(Collected data entries)
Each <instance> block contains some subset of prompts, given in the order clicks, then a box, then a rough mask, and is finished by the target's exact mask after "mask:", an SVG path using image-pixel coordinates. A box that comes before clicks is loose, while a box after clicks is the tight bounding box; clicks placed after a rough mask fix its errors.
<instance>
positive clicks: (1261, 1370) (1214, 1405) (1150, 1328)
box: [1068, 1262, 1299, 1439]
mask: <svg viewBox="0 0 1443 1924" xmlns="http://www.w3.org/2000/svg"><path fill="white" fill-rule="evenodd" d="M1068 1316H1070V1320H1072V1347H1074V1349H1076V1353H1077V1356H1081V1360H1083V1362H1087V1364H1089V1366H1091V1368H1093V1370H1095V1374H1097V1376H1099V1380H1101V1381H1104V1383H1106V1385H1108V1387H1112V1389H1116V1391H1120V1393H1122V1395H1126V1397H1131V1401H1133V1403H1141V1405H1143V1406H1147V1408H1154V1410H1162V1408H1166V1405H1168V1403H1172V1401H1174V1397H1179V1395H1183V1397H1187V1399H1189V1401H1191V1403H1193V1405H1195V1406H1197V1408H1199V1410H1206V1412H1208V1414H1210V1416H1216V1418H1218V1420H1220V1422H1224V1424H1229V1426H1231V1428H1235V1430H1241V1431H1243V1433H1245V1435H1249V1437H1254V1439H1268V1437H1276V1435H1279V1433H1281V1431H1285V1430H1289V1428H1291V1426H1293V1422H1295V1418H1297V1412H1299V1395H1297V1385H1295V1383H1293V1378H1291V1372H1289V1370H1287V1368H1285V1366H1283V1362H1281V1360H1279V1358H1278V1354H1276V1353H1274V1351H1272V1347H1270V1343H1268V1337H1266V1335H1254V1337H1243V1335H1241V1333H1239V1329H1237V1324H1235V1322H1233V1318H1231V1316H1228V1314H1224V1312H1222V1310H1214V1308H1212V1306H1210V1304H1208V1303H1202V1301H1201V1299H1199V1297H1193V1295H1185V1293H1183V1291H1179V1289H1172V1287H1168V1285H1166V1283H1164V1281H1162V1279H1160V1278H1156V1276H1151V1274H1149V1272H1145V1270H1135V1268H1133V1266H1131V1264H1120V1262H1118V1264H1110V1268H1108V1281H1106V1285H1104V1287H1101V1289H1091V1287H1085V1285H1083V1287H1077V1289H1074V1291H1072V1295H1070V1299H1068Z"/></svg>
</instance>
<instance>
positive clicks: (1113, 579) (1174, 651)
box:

> **TASK DETAILS**
The records above, in their entirety, need to be set down again exactly.

> **YOUR SOLUTION**
Each <instance> block contains some subset of prompts, given in the order clicks, then a box, then a rough mask, and is finished by the target's exact mask after "mask:", an SVG path using image-pixel coordinates. A box that comes before clicks is loose, while a box after clicks is the tight bounding box; clicks placed after a rough mask fix its errors.
<instance>
positive clicks: (1261, 1370) (1214, 1405) (1150, 1328)
box: [1068, 1262, 1299, 1439]
mask: <svg viewBox="0 0 1443 1924" xmlns="http://www.w3.org/2000/svg"><path fill="white" fill-rule="evenodd" d="M1068 1316H1070V1320H1072V1347H1074V1349H1076V1353H1077V1356H1081V1360H1083V1362H1087V1364H1089V1366H1091V1368H1093V1370H1095V1374H1097V1376H1099V1380H1101V1381H1104V1383H1106V1385H1108V1387H1112V1389H1116V1391H1120V1393H1122V1395H1126V1397H1131V1401H1133V1403H1141V1405H1143V1406H1147V1408H1154V1410H1162V1408H1166V1405H1168V1403H1172V1401H1174V1397H1179V1395H1183V1397H1187V1399H1189V1401H1191V1403H1193V1405H1195V1406H1197V1408H1199V1410H1206V1412H1208V1414H1210V1416H1216V1418H1218V1420H1220V1422H1224V1424H1229V1426H1231V1428H1235V1430H1241V1431H1243V1433H1245V1435H1249V1437H1254V1439H1268V1437H1276V1435H1279V1433H1281V1431H1285V1430H1289V1428H1291V1426H1293V1422H1295V1418H1297V1412H1299V1395H1297V1385H1295V1383H1293V1378H1291V1372H1289V1370H1287V1368H1285V1366H1283V1362H1281V1360H1279V1358H1278V1354H1276V1353H1274V1351H1272V1347H1270V1343H1268V1337H1266V1335H1254V1337H1243V1335H1241V1333H1239V1329H1237V1324H1235V1322H1233V1318H1231V1316H1228V1314H1224V1312H1222V1310H1214V1308H1212V1306H1210V1304H1208V1303H1202V1301H1201V1299H1199V1297H1193V1295H1185V1293H1183V1291H1179V1289H1172V1287H1168V1285H1166V1283H1164V1281H1162V1279H1160V1278H1156V1276H1151V1274H1149V1272H1145V1270H1135V1268H1133V1266H1131V1264H1120V1262H1118V1264H1110V1268H1108V1281H1106V1285H1104V1287H1101V1289H1091V1287H1085V1285H1083V1287H1077V1289H1074V1291H1072V1295H1070V1299H1068Z"/></svg>
</instance>
<instance>
positive clicks: (1113, 579) (1174, 651)
box:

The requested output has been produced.